-------- GIVEN DATA --------

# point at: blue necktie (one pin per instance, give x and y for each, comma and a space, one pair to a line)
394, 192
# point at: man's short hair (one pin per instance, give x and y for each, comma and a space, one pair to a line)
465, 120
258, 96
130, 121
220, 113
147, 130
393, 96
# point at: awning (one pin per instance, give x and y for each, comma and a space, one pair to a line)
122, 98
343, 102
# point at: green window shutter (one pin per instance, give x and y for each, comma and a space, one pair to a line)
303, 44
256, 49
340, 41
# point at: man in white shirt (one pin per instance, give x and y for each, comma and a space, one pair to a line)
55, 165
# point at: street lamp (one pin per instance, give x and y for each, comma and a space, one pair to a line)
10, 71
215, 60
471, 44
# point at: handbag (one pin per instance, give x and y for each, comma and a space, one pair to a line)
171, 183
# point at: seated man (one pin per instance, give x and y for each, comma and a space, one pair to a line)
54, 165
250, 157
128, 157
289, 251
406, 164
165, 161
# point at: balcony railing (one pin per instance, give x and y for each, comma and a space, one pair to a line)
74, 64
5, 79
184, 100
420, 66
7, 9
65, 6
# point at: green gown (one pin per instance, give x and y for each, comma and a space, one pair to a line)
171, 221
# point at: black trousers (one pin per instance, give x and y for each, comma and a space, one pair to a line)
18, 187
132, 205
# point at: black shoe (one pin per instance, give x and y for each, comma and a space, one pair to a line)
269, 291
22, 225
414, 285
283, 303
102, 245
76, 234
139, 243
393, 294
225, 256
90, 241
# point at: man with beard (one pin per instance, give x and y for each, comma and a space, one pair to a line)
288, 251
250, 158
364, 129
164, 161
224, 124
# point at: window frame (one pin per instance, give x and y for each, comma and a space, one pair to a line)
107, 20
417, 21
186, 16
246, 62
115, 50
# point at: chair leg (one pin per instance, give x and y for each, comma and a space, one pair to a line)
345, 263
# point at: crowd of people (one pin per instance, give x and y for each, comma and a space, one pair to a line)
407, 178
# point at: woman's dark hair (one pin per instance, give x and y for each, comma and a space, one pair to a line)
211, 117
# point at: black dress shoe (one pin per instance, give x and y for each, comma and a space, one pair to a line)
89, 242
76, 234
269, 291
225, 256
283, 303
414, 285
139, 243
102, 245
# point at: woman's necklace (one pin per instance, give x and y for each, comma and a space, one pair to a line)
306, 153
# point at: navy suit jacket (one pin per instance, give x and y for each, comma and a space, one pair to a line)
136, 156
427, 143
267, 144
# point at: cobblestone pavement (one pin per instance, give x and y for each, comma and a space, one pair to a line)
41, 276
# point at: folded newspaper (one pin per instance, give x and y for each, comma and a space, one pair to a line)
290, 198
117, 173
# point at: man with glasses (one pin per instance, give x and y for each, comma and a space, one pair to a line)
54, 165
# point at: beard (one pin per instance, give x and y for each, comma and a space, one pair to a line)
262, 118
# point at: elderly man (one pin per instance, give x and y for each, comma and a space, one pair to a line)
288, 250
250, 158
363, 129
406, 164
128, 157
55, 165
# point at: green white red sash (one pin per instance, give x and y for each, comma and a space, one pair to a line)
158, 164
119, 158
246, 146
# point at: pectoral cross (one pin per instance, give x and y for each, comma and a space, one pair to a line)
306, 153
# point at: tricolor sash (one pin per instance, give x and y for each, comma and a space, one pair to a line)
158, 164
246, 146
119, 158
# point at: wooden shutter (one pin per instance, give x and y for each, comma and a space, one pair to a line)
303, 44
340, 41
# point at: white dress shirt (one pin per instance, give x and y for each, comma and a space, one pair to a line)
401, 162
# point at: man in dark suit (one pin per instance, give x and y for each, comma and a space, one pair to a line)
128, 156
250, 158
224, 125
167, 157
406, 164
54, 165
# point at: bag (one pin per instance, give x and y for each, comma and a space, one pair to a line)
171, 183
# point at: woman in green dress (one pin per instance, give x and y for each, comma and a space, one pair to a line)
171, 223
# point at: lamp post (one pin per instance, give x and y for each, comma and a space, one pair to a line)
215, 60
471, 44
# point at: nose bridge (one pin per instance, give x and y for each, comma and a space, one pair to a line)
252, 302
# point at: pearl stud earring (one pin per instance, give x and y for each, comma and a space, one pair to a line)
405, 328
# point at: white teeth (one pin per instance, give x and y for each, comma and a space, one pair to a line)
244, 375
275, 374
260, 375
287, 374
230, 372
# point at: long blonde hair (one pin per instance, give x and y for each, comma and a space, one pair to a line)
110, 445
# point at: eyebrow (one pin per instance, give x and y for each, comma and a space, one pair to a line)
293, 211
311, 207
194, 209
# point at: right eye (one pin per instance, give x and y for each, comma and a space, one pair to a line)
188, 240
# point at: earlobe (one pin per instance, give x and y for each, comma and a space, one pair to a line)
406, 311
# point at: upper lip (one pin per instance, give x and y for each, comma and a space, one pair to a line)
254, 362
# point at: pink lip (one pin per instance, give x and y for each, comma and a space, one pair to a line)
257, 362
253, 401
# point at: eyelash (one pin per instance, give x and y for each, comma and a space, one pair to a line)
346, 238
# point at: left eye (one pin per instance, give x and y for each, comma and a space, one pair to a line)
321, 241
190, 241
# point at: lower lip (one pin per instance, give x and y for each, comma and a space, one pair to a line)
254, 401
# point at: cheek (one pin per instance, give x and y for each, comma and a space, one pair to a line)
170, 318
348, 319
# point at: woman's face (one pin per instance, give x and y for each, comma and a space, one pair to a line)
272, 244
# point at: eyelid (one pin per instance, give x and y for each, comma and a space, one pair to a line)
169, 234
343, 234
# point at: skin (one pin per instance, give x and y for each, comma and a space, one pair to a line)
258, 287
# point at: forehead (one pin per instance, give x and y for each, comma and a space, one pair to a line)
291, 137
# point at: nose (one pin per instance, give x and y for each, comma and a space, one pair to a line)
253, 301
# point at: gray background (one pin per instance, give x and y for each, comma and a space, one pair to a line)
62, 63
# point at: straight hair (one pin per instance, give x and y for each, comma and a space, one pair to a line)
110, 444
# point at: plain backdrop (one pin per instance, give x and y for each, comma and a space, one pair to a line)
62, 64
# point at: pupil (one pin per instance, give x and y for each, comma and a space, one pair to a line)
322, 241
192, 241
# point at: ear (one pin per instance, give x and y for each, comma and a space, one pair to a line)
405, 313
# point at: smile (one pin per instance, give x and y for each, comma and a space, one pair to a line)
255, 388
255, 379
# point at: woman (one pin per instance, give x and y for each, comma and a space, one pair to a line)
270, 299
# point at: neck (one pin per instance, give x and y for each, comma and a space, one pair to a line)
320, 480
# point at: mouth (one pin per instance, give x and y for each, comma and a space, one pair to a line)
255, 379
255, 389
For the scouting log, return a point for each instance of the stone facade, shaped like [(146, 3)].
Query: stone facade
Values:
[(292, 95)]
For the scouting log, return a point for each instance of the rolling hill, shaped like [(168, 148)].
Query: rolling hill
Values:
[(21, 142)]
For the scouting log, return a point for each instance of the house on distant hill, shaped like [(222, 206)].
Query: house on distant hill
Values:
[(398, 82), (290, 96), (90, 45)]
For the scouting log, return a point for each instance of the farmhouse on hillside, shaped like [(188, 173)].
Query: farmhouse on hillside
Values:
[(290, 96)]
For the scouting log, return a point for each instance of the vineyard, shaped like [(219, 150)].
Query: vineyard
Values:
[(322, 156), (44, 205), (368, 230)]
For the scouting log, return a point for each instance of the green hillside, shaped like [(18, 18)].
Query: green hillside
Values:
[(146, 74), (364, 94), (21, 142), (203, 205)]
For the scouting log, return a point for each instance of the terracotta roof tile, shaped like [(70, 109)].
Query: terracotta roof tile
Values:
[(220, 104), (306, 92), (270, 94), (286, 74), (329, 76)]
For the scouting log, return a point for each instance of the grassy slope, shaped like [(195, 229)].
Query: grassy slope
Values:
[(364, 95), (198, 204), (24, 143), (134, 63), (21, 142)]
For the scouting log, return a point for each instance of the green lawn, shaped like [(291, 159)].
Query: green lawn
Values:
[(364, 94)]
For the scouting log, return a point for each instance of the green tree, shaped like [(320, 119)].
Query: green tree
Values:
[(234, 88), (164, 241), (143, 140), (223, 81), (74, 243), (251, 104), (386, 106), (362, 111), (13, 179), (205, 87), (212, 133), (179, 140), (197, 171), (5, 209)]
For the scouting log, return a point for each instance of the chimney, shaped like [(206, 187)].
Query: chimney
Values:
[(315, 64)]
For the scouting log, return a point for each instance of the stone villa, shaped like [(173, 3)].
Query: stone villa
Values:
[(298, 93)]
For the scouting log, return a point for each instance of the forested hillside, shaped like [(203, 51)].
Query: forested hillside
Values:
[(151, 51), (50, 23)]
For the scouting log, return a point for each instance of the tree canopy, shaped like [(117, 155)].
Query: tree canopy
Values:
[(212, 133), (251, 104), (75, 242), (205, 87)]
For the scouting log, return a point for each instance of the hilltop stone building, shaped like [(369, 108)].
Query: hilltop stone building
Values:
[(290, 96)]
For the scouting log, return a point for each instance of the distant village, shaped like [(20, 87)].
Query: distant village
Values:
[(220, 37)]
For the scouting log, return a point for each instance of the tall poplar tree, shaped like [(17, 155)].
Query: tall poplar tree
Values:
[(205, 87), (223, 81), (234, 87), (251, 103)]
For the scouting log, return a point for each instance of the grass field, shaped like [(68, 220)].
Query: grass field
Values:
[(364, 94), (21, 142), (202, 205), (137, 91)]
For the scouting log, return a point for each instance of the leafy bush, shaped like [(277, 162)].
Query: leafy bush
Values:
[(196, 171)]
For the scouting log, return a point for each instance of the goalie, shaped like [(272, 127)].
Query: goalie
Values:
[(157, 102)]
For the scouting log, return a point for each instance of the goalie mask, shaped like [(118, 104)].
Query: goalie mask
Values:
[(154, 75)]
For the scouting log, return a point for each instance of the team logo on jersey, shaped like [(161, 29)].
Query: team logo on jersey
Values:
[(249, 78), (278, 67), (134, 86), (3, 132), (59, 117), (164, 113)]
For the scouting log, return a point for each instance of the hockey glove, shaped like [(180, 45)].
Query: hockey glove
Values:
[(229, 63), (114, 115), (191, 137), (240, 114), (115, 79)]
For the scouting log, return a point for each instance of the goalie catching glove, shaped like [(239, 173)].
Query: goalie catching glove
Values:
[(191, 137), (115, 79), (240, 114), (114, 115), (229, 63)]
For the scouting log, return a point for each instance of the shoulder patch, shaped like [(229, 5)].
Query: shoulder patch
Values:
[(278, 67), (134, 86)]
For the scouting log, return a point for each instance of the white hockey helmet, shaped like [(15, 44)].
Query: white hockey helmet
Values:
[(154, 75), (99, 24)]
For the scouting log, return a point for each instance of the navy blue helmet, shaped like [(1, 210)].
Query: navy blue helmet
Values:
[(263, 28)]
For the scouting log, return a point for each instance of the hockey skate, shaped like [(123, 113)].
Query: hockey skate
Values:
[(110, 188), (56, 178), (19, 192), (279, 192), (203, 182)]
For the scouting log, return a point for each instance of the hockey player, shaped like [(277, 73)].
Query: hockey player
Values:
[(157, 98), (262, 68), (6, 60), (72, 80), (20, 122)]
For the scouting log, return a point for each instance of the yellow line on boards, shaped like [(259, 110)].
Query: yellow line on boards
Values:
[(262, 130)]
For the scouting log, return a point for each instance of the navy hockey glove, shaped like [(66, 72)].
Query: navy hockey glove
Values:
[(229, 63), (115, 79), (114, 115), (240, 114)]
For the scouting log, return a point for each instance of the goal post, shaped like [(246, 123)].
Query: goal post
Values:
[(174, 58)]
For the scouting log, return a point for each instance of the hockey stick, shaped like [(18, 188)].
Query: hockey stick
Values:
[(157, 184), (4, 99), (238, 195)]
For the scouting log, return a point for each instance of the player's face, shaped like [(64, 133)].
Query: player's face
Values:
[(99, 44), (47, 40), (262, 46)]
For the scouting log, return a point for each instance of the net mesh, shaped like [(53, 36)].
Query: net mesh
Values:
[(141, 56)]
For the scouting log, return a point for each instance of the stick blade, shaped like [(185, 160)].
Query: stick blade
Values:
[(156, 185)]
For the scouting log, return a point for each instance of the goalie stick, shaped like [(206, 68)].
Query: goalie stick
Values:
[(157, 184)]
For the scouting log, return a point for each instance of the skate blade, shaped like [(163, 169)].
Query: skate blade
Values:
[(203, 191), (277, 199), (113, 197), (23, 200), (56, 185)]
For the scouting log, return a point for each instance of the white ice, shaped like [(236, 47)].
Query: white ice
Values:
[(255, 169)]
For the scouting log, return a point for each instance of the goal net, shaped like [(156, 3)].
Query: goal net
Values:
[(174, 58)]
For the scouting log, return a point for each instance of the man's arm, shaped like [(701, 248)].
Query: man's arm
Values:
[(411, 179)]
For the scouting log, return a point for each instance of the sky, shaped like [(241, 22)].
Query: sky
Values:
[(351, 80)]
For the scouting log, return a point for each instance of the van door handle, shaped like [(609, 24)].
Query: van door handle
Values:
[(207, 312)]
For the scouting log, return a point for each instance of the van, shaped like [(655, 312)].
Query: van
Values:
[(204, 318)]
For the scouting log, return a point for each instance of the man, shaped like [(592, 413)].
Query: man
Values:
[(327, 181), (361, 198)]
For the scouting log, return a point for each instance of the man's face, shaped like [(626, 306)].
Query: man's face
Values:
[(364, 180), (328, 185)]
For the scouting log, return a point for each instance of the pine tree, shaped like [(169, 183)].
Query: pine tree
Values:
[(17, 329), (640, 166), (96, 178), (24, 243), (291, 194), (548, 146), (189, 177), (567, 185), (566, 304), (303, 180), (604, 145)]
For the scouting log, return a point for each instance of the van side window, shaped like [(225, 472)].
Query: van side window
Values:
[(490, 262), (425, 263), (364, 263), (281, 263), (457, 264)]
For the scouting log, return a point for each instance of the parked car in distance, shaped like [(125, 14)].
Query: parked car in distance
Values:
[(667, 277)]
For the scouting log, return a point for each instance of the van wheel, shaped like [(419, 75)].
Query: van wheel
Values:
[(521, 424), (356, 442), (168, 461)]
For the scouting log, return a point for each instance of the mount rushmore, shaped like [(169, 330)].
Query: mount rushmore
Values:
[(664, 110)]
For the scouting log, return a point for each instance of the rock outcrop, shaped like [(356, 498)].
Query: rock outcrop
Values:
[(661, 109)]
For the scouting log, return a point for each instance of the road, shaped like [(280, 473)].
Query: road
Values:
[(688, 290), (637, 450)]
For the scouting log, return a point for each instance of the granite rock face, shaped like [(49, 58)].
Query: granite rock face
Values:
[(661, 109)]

--------

PROBLEM DESCRIPTION ▸
Reproduce word for word the lines of the records from the line containing "like [(206, 68)]." through the line containing "[(157, 184)]", including both of those lines.

THE OUTPUT ▸
For the scouting log, return a point for each instance of the goalie stick, shaped like [(206, 68)].
Query: goalie stick
Values:
[(157, 184)]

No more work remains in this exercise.